- Prompt A -
List every BIM manual reference that the guidance on entertainment travelling costs cites, not counting its own heading number.
- Prompt B -
From the guidance on entertainment travelling costs, return the stretch from "For example, if" through "products takes place.", copied word for word.

- Selected passage -
====
BIM45025 - Specific deductions: entertainment: travelling costs
S45 Income Tax (Trading and Other Income) Act 2005, S1298 Corporation Tax Act 2009
Travel incidental to the provision of entertainment is not allowable
Although ordinary travel in itself is not business entertainment, travelling costs incurred in connection with business entertaining are not an allowable expense. This is because they are ‘incidental’ to the provision of entertainment (see BIM45020).
For example, if a company pays for its customers to travel to a sporting event then the cost of the travel is not allowable. On the other hand, the company may claim a deduction for transporting customers to an event that does not include any element of entertainment.
Often the event to which travel is provided will include a mixture of business and entertaining and so you must establish the primary purpose of the event. If the main purpose is work-related (for example a press conference at which drinks and light refreshments are provided) then the travel is not incidental to business entertainment and is allowed as a trading expense. However, if the main purpose is to provide entertainment then the travel is incidental expenditure and is not allowable. An example of this is a social weekend during which a presentation on the company’s products takes place.
There may be occasions where the travel provided is not normal travel from one place to another but is actually a part of the hospitality provided. An example might be a trip on the Orient Express. Here the travel is hospitality in itself, whatever the purpose of the event at the end of the journey.
Employees’ travelling costs may present particular problems. The entertainment of employees is not business entertainment unless it is incidental to entertainment provided for others (see BIM45033 - BIM45034). For example, where an employee travels in a taxi with a customer prior to lunch at a restaurant then the whole of the taxi fare is incidental to business entertainment and is not allowable. However, provided the expenditure is for business purposes, the cost of the employee travelling alone to meet the customer at the restaurant is allowable. Here the travel is incidental to the employee’s requirement to be at the restaurant and not to the entertainment itself.
====
- Data provided -
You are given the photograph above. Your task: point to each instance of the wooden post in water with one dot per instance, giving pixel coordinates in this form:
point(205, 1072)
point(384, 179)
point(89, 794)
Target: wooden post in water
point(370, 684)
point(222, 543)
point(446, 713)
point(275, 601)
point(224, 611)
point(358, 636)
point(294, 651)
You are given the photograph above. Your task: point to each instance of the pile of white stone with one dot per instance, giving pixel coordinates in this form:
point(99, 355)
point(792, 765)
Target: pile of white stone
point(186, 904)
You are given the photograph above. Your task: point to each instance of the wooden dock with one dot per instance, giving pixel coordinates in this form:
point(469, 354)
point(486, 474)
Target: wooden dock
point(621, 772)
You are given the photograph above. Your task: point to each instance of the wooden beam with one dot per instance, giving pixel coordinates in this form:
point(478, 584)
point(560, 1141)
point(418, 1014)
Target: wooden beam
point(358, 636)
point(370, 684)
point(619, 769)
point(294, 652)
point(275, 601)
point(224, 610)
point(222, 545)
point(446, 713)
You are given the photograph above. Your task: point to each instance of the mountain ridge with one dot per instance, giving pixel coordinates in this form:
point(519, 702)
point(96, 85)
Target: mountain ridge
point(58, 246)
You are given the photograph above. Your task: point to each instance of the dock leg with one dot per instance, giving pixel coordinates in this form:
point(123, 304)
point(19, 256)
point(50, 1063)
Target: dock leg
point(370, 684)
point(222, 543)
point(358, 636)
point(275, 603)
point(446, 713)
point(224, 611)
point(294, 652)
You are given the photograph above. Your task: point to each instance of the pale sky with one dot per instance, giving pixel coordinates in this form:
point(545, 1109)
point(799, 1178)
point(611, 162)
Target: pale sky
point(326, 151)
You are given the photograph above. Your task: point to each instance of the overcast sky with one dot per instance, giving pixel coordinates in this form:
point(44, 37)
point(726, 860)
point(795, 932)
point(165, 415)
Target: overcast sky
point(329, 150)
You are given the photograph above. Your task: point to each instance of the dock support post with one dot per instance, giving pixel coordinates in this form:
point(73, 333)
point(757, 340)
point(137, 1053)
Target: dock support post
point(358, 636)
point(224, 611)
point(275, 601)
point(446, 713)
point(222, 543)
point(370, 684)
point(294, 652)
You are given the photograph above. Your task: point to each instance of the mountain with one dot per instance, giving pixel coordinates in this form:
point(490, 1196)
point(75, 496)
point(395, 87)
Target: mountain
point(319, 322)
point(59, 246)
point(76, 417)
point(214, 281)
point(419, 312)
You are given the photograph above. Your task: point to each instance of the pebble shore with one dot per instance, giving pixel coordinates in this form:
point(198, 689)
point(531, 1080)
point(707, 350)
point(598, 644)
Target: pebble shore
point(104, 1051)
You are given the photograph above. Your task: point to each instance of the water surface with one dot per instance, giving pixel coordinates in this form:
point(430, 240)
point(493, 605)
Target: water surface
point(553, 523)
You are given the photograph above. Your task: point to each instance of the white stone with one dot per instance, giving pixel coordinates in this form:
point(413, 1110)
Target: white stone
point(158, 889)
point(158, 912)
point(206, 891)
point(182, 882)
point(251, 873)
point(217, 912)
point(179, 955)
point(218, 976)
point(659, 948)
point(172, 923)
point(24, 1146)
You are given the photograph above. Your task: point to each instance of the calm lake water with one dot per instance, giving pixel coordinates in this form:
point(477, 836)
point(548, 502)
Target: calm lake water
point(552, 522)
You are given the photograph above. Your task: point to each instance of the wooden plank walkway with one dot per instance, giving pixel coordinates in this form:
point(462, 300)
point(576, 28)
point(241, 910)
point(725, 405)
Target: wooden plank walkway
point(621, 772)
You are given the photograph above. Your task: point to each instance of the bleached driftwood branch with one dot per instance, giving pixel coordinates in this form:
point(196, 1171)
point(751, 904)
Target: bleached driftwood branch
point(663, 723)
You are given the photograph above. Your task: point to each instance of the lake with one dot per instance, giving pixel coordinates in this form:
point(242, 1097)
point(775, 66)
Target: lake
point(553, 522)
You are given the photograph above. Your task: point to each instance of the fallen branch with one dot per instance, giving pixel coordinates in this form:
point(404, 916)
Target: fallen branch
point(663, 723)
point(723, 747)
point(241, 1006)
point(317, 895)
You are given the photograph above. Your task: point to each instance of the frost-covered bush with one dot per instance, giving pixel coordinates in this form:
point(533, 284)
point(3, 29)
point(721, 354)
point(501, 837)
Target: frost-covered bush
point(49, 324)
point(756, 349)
====
- Output A -
BIM45020
BIM45033
BIM45034

- Output B -
For example, if a company pays for its customers to travel to a sporting event then the cost of the travel is not allowable. On the other hand, the company may claim a deduction for transporting customers to an event that does not include any element of entertainment.
Often the event to which travel is provided will include a mixture of business and entertaining and so you must establish the primary purpose of the event. If the main purpose is work-related (for example a press conference at which drinks and light refreshments are provided) then the travel is not incidental to business entertainment and is allowed as a trading expense. However, if the main purpose is to provide entertainment then the travel is incidental expenditure and is not allowable. An example of this is a social weekend during which a presentation on the company’s products takes place.